TASK BRIEF:
Reproduce the data below with every occurrence of "sandal" swapped for "boot", leaving all other text unchanged.

*** DATA TO PROCESS ***

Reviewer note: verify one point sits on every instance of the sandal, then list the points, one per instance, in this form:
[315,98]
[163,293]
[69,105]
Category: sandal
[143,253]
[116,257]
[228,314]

***

RESPONSE TO THIS EXERCISE:
Reviewer note: verify one point sits on every instance of the boot, then list the points, one per instance, in this form:
[315,98]
[163,293]
[69,105]
Category: boot
[143,253]
[116,257]
[228,314]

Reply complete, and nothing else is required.